■ READING PASSAGE ■

8. Customers Want It Now — Customers will appear to be less patient than in the past because of what some refer to as the Amazonation of the consumer. Amazon has set the bar high for fast delivery, and now customers get frustrated when another company can’t meet their delivery expectations. But it is more than just delivery. It’s about time. My friend and customer experience expert Jay Baer did a consumer patience study and wrote a book about it, The Time to Win. He discovered that 64% of people say speed is as important as price. Speed, as in delivery and response times, is an essential part of customer experience, and it will only increase as the companies and brands that get it right put pressure on all the others.

9. Convenience Rules — Before the pandemic, convenience was a “nice-to-have” offering. During the pandemic, customers needed convenience, primarily in the form of delivery. And it’s no surprise that it was so well received that delivery became the norm. Convenience in all forms, not just delivery, is appreciated by the customer, and the demand has increased in all areas of business (B2C and B2B). Just as many people will pay more for speed (see No. 8), they will also pay more for convenience—even more than for a good customer experience. (Imagine if you combined service, speed and convenience!) More companies are recognizing what their customers want and adopting a convenience strategy, making it easier to do business with them. This trend will accelerate as convenience—just like a good customer experience—is demanded by the customer and becomes the expectation.

■ PROVIDED RECORDS ■
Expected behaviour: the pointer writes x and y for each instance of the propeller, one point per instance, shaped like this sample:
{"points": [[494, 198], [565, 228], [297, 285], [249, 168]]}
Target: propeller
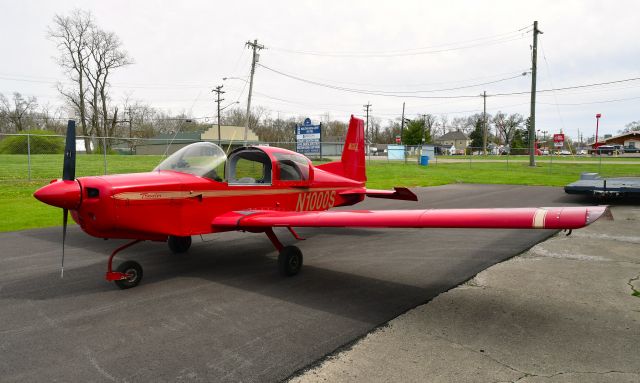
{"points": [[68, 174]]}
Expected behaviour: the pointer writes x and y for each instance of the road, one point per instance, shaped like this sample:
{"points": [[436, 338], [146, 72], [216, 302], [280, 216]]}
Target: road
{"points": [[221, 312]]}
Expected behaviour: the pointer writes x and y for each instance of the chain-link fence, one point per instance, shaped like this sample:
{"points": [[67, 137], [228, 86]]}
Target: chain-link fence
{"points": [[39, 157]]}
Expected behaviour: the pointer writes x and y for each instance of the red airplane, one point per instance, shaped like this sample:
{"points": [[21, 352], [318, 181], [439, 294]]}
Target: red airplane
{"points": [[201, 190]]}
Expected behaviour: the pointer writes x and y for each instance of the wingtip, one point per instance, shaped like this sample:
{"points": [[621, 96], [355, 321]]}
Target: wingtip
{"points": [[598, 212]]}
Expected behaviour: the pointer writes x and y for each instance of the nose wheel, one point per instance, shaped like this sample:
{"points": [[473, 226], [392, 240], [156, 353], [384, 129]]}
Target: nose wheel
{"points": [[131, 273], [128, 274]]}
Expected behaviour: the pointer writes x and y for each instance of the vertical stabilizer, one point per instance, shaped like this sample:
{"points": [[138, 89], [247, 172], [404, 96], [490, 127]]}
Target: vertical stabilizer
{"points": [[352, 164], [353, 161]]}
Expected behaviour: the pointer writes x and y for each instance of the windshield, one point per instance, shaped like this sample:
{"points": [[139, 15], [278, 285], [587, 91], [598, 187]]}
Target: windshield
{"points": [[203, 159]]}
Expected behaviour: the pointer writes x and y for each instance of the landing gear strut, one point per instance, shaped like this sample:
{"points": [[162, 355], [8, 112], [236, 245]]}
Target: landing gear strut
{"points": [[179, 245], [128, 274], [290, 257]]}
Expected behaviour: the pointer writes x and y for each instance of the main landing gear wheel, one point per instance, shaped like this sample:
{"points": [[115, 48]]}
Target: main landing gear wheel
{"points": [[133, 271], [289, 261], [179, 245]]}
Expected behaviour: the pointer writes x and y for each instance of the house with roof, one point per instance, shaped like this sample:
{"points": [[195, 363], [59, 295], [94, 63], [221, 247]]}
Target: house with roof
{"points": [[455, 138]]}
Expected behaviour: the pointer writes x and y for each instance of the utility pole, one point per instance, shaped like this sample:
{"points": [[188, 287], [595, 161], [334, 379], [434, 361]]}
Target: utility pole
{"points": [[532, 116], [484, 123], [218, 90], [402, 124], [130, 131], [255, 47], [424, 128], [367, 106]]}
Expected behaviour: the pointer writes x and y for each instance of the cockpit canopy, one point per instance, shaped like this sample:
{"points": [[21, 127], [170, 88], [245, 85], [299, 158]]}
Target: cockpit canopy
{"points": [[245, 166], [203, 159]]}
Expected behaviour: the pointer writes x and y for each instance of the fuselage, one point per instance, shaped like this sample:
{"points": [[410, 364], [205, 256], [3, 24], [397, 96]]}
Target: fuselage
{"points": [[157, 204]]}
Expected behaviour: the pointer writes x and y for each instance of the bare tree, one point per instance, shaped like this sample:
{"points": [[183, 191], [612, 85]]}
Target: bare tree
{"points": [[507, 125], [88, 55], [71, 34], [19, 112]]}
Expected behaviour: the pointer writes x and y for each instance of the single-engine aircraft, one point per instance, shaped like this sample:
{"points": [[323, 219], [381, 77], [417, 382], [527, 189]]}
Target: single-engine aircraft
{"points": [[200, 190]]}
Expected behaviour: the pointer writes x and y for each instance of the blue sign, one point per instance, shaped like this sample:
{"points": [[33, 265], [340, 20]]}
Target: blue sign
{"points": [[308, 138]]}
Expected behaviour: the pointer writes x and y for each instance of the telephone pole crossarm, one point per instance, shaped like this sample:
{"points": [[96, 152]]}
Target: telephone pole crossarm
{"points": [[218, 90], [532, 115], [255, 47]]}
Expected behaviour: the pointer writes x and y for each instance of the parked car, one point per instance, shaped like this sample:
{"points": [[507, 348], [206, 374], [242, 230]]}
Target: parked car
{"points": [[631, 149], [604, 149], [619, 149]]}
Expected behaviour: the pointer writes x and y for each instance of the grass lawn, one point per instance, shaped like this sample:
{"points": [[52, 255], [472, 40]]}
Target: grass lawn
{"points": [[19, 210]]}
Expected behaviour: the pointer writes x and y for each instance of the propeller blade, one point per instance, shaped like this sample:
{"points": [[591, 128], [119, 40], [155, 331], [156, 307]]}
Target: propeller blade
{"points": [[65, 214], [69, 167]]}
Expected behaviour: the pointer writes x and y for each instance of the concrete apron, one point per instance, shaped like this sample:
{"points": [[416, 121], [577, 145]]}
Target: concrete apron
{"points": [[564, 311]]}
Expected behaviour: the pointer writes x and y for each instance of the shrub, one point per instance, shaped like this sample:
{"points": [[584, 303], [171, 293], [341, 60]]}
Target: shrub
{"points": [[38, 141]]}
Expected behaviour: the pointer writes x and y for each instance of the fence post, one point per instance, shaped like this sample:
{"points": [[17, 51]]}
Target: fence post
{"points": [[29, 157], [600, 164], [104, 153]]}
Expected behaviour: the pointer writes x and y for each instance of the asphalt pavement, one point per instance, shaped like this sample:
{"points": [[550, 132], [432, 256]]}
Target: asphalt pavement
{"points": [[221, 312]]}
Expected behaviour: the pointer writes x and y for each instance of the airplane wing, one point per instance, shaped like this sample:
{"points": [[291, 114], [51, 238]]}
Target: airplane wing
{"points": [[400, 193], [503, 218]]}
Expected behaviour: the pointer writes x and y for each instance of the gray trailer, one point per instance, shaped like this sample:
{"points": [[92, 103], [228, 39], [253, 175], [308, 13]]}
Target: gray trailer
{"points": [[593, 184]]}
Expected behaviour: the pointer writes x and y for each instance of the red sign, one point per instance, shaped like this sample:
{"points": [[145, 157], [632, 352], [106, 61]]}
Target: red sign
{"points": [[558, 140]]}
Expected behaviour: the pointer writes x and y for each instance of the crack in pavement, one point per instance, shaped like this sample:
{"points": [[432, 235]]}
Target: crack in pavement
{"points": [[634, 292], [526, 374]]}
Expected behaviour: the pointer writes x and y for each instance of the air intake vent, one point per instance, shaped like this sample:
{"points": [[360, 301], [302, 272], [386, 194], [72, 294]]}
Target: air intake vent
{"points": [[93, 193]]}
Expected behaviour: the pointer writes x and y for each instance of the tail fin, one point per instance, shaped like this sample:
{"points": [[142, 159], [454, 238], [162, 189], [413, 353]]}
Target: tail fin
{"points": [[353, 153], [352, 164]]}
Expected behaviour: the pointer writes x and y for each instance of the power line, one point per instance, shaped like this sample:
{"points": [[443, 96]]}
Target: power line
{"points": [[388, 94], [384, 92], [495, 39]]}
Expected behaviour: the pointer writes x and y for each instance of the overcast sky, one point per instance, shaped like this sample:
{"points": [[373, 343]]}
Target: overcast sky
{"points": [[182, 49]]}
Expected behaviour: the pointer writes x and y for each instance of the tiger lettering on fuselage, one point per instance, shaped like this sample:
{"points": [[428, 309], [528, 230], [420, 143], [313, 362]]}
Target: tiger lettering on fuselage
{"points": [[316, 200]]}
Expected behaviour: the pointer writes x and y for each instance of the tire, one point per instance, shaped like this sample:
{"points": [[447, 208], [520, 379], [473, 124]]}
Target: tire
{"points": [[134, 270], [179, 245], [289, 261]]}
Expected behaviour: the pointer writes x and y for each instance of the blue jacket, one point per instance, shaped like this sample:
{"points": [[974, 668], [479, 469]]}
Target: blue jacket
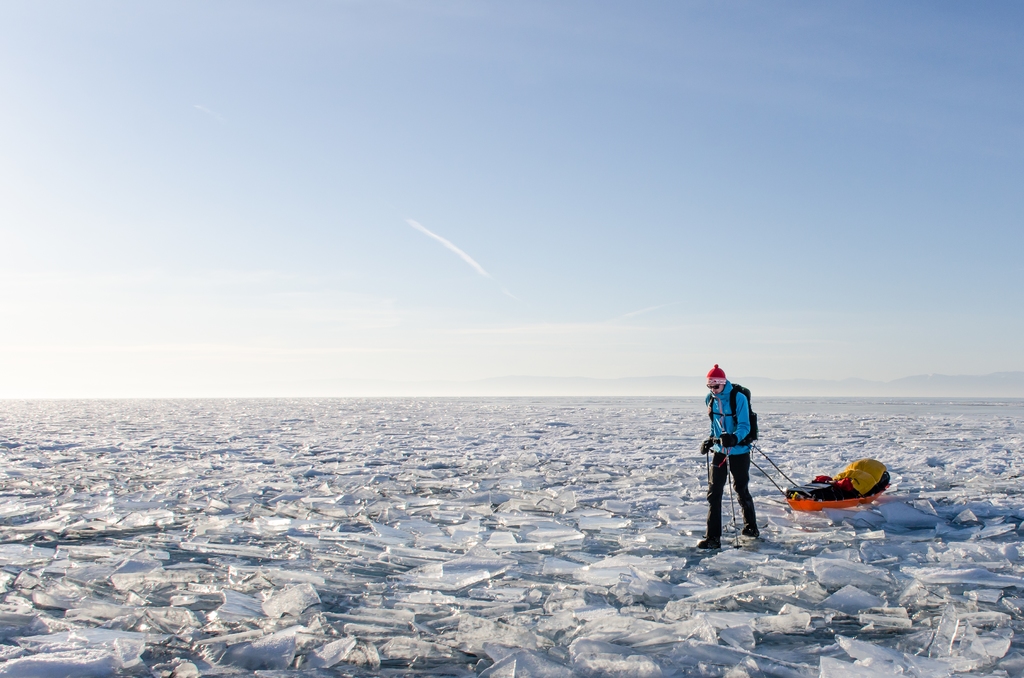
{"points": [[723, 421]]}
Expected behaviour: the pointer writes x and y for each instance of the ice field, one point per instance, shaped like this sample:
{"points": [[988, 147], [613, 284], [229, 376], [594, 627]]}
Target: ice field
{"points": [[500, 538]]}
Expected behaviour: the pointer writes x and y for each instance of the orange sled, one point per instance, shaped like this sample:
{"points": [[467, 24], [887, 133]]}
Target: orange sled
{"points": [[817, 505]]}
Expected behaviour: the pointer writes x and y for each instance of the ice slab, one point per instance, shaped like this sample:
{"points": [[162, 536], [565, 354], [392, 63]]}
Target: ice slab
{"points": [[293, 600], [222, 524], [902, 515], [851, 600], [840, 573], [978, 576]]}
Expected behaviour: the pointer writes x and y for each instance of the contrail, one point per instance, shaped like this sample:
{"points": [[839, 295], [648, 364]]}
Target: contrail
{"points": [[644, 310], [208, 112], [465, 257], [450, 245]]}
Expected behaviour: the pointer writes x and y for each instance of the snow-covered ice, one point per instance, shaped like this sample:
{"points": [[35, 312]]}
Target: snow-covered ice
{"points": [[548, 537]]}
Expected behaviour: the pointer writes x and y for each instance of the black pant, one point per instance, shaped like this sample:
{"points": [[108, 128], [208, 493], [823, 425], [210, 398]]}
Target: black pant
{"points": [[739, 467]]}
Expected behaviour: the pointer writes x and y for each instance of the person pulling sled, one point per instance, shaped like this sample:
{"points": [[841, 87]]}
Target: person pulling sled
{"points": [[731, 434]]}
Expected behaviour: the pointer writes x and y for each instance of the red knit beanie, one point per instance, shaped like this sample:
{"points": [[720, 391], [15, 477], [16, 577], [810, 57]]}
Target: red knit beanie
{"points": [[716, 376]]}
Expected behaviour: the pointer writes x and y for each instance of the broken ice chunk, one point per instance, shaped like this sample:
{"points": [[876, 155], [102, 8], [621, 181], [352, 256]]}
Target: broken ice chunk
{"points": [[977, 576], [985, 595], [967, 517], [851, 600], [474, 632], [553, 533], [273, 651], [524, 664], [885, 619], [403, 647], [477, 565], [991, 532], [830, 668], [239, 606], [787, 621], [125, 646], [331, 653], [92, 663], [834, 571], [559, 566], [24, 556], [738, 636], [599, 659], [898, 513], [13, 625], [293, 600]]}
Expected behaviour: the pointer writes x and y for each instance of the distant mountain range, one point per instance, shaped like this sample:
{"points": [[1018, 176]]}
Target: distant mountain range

■ WORK INSTRUCTIONS ■
A - Reproduce the passage on customer experience trends from the words "8. Customers Want" through "all the others.", substituting "annoyed" for "frustrated".
B - Pick up the passage on customer experience trends after its last sentence and continue writing it.

■ YOUR WRITTEN ANSWERS ■
A -
8. Customers Want It Now — Customers will appear to be less patient than in the past because of what some refer to as the Amazonation of the consumer. Amazon has set the bar high for fast delivery, and now customers get annoyed when another company can’t meet their delivery expectations. But it is more than just delivery. It’s about time. My friend and customer experience expert Jay Baer did a consumer patience study and wrote a book about it, The Time to Win. He discovered that 64% of people say speed is as important as price. Speed, as in delivery and response times, is an essential part of customer experience, and it will only increase as the companies and brands that get it right put pressure on all the others.

B -
10. AI Will Not Eliminate Jobs — Yes, some jobs may be eliminated and changed, but for the near future, as in 2024, there will be minor disruption. I spend much time studying the contact center/customer support department. This is one place that AI could be used to eliminate jobs, as ChatGPT and other technologies create human-like experiences. Just six months ago, I wrote a Forbes article about my collaboration with Capterra on their 2023 CX Investments Survey to learn how customer service and CX leaders were investing in technology. We specifically asked about AI’s impact on increasing or decreasing CX staff. It was good to learn that only 9% are reducing staff because of AI, while 63% are increasing staff. Fears of layoffs will continue, thanks to hyperbole and overreactions to new AI capabilities, but for the most part, those fears are unfounded. There will be some layoffs, but there will also be opportunities for employees to learn new skills and find new places to work as a result of AI.

So, there you have it, my top predictions and trends for 2024. I’m always optimistic as I look to the future. That doesn’t mean I’ll put my “head in the sand” and ignore negative trends. When appropriate, I’ll share those as well. For now, let’s embrace the opportunities that are in front of us. May 2024 be your best year yet — and each year thereafter be even better than the last!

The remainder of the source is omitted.